### The data
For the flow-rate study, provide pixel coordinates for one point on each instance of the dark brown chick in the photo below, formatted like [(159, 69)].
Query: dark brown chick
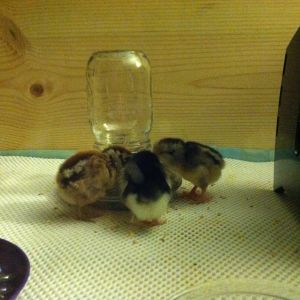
[(195, 162)]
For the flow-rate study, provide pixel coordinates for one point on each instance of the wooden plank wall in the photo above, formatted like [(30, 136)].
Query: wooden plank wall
[(216, 67)]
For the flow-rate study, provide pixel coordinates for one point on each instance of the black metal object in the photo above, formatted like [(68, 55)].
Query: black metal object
[(287, 152)]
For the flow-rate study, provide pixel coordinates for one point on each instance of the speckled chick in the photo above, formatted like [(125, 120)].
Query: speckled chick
[(83, 179), (195, 162), (146, 193)]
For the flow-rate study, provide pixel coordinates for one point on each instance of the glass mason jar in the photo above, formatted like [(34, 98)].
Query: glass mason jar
[(119, 99)]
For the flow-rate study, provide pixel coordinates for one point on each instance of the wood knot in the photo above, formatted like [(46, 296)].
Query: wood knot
[(36, 89)]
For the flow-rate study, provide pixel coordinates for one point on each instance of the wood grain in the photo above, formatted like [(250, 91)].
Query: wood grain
[(216, 67)]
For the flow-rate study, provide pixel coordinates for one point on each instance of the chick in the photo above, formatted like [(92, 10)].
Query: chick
[(83, 179), (146, 191), (195, 162)]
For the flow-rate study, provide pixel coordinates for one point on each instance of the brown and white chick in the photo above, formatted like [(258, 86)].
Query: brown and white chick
[(83, 179), (195, 162), (146, 190)]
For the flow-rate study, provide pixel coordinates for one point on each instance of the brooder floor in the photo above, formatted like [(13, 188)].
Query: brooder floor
[(245, 232)]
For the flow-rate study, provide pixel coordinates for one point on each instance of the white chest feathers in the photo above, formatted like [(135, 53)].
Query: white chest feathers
[(150, 211)]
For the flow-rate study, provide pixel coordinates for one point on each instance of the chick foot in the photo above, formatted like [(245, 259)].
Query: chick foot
[(88, 212)]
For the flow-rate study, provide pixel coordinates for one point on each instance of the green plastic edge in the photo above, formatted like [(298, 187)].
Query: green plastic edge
[(235, 153)]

### Your goal
Please return every one of the rows above word for word, leaving out the picture.

### Full solution
For the flow-rate study, provide pixel coordinates for one point on each instance of the dark brown chick in the photo below, formatted like [(159, 69)].
Query: dark brown chick
[(195, 162)]
For the flow-rate study, provide pixel coordinates for one point on each instance of the wooden plank wall in the photo above, formatted like [(30, 136)].
Query: wooden plank wall
[(216, 67)]
For the flow-rate study, provide pixel coordinates for one point on each instance of the black metal object in the photo above, formatted like [(68, 55)].
Query: black metal object
[(287, 152)]
For the flow-rate study, provide pixel coordinates for one point on each instance of the speckled chick in the photo above, formatted like [(125, 120)].
Query: speckled chick
[(83, 179), (195, 162), (146, 193)]
For the flow-rate study, provide pixel coordinates for one point on each instance of the glass mason jar in the photo above, formatted like [(34, 98)].
Query: glass mason jar
[(119, 99)]
For the flow-rate study, provide pixel coordinates for one point on each instance of the wood knot in the photo above, formatted like [(46, 296)].
Query: wood knot
[(36, 89)]
For the flow-rate study, provide pixel coordinates for one point on each instance of the wood grain in the photo above, formatted like [(250, 91)].
Query: wood grain
[(216, 67)]
For the flow-rate study, provide pixel coordinates for one point on each instance of the chick in the photo above, formatted like [(92, 10)].
Query: chick
[(83, 179), (146, 191), (195, 162)]
For the flow-rate study, provide pixel coordinates for one point on each instance of the brown and white chick in the photo above, formatted like [(258, 86)].
Query: brown and white chick
[(83, 179), (195, 162), (146, 190)]
For the flow-rate study, provide pixel coordinates for one point on each instance of the brooder floor in the photo above, formatted like [(13, 188)].
Query: brooder floor
[(245, 232)]
For the flow-rate study, provide pixel coordinates for one point on each instance of the white chest feathers in the photo above, formatted like [(135, 53)].
Query: white chest feathers
[(150, 211)]
For the flow-rate study, provide pixel coordinates for one point on each instance of the chick foot in the photo above, formatted like [(245, 259)].
Query: chick foot
[(88, 212)]
For the flow-rate study, provide pixel coordinates for one point on each instance of the green plastic edge in the photo above, formatted like [(298, 187)].
Query: green plastic edge
[(235, 153)]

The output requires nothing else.